Available records START

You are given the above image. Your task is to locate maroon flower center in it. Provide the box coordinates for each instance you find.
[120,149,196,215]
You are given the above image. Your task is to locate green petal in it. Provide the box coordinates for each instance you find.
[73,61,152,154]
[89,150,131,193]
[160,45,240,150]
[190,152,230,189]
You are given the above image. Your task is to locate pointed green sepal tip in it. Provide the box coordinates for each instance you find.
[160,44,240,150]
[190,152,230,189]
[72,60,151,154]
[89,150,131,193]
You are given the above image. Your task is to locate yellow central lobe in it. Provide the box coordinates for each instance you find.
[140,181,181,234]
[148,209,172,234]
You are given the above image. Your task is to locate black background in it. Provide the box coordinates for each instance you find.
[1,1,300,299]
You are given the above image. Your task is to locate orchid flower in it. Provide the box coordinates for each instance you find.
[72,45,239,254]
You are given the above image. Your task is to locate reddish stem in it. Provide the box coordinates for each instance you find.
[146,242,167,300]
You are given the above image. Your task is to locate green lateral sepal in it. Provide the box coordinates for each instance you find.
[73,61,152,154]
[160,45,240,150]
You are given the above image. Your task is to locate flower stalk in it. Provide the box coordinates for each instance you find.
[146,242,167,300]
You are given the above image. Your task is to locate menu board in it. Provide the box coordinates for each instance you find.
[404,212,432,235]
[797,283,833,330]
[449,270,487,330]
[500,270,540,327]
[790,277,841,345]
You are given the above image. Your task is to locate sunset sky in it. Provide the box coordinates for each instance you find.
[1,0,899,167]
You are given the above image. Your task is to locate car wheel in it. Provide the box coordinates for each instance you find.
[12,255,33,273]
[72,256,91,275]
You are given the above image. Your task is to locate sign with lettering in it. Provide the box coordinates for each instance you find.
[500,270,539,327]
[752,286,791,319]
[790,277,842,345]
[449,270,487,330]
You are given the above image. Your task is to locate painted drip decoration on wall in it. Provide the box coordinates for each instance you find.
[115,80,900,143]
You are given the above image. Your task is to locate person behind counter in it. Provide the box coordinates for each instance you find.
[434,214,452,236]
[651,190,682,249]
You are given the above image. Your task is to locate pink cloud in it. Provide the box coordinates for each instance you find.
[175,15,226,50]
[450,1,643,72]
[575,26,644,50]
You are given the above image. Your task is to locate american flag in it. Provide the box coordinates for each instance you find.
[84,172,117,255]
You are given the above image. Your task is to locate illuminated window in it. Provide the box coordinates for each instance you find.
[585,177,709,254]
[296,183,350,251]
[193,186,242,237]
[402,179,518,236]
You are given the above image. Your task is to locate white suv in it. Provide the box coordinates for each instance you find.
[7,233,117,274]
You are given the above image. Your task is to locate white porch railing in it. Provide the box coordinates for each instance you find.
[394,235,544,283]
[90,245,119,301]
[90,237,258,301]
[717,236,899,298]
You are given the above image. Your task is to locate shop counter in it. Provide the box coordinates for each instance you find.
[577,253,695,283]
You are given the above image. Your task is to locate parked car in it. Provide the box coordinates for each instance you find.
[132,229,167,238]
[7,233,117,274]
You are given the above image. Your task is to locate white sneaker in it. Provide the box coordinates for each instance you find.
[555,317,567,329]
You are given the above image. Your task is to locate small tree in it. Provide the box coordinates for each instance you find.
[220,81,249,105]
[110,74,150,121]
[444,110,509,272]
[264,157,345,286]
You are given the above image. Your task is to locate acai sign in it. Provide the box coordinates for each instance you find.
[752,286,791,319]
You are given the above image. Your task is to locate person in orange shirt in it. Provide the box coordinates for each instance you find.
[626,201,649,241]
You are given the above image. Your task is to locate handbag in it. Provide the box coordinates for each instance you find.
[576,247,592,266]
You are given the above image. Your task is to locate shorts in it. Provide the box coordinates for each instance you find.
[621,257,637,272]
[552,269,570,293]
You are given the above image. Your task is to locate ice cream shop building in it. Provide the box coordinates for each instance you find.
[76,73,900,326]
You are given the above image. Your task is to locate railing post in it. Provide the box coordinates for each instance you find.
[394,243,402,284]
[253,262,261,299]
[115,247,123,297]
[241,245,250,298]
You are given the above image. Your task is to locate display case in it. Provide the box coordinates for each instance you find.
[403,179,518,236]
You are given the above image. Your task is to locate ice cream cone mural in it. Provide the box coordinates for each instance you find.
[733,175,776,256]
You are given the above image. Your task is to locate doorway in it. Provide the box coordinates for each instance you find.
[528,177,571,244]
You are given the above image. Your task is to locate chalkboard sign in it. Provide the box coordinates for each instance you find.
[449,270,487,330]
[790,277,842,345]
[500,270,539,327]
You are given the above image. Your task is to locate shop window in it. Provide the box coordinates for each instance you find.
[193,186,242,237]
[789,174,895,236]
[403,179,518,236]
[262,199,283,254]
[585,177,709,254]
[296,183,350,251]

Available records END

[Task item]:
Transcribe the data exactly.

[Solved exercise]:
You are given the above image. Your task is to locate maroon flower center in it. Provide the box coordinates for each instance you find.
[120,149,196,215]
You are given the above image. Your task is to locate green petal in it. Provide the box coordinates for each instance you find.
[73,61,152,154]
[89,150,131,193]
[160,45,240,150]
[190,152,230,189]
You are given the above image. Your task is to locate pointed green sepal tip in it. Provide the box coordinates for each instance you find.
[160,44,240,150]
[190,152,230,189]
[72,60,151,154]
[89,150,131,193]
You are given the above image. Your task is to locate yellow central lobe in it. Provide the box coordinates for each instance you find.
[140,181,181,234]
[148,209,172,234]
You are given the above image. Your task is to locate black background in it. Provide the box coordinates for each instance you find.
[1,1,300,299]
You are given the above image. Your task is to locate orchid flower in it. Provide the box coordinates for each instance you find.
[72,45,239,254]
You are given the above image. Your task is to locate reddish stem in it. Provide the box coordinates for each instance you find.
[146,242,167,300]
You are given the above image. Your task is to locate green lateral sepal in it. Provide the box coordinates for each instance you find.
[73,61,152,154]
[160,45,240,150]
You are given the above image. Your task is to locate flower stalk in it. Provide the box coordinates for each instance you find.
[146,242,167,300]
You are given the above image. Your task is to locate menu board in it. Provide the box coordinates for each instance you find.
[404,212,432,235]
[797,283,833,330]
[449,270,487,330]
[500,270,540,327]
[790,277,841,345]
You are given the above image. Your task is to locate sunset sky in it. Provide the box coordinates for each instance you find.
[1,0,899,167]
You are given the above image. Your task is to locate car wheel in it. Provide the box coordinates for each instance you find.
[12,255,33,273]
[72,256,91,275]
You are given the above image. Your task is to locate sign with lettering in it. Provide the box coordinates for each instance you find.
[500,270,539,327]
[752,286,791,319]
[790,277,842,345]
[449,270,487,330]
You are given the above image. Your task is to locate painted drip decoration on wall in it. Provide the box coordinates for each instance you find.
[115,80,900,143]
You are given the above image. Your task is to locate person behind counter in it. Provide the box coordinates for each instance you find.
[434,214,452,236]
[651,190,682,249]
You are given the above image. Your task is to locate pink cloud in it. Provide the box coordinates for each instance you find.
[175,15,226,50]
[450,1,643,72]
[575,26,644,50]
You are given the above image. Your task is to locate american flag in it. Provide the box coordinates for each instance you find.
[84,172,117,255]
You are given the above image. Your task is to locate illuminated window in it. Provide the box coordinates for each instance you find.
[585,177,709,254]
[296,183,350,251]
[193,186,242,237]
[402,179,518,236]
You are given the above image. Your task is to locate white suv in it. Provide the box coordinates for each instance you find.
[7,233,117,274]
You are given the above image. Your task is to locate white porch railing in it. Provide the box coordinates for each instance you find.
[394,235,544,283]
[90,245,119,301]
[90,237,258,301]
[717,236,899,298]
You are given the above image. Your task is to locate shop counter in it. Provide the box coordinates for each instance you find.
[577,253,695,283]
You are given the above image. Your task is to locate parked car in it. Provide the box coordinates for each instance you find.
[132,229,167,238]
[7,233,117,274]
You are given the above image. Your task is to locate white sneaker in it. Provide the box coordinates for each instance you find.
[555,317,567,329]
You are given the above image. Your task is to locate small tree in it. Provide the box coordinates for each instance you find.
[220,81,249,105]
[110,74,150,121]
[444,110,509,272]
[264,157,345,286]
You are given the above image. Your task is to locate acai sign in it. Provide the box coordinates for each instance you find.
[752,286,791,319]
You are given the above image. Your task is to locate person in orange shirt in it. Provide the box coordinates for each instance you find.
[626,201,649,241]
You are given the above image. Your task is to locate handbag in it. Provide the box coordinates for each instance you find.
[576,247,592,266]
You are given the above image. Your task is to locate shorts in it. Provide the box coordinates for each instance you find.
[621,257,637,272]
[552,269,570,293]
You are given the above image. Your task is to locate ice cream shop building in it. Provide the box coordinates for each instance you find.
[76,73,900,326]
You are given the above image. Your task is to locate railing post in it. Provide the box coordinates for each instance you find.
[394,243,402,284]
[253,262,261,299]
[115,247,123,297]
[241,245,250,298]
You are given the above image. Your task is to locate display case in it. Provide the box coordinates for each instance you find.
[403,179,518,236]
You are given the above image. Your task is to locate ice cream cone mural in it. Provide the box coordinates for each instance you find.
[733,175,776,256]
You are given the above image. Your task is to locate doorway in it. Provide the box coordinates for each instance you find.
[528,177,571,244]
You are given the above image. Your task is to locate chalkboard sign in it. Provide the box coordinates for each instance you find.
[449,270,487,330]
[790,277,842,345]
[500,270,539,327]
You are given the above image. Your task is to locate shop window in it. Provide the box coordinates for each instance you find.
[193,186,242,237]
[789,174,895,236]
[403,179,518,236]
[262,199,283,254]
[585,177,709,254]
[296,183,350,251]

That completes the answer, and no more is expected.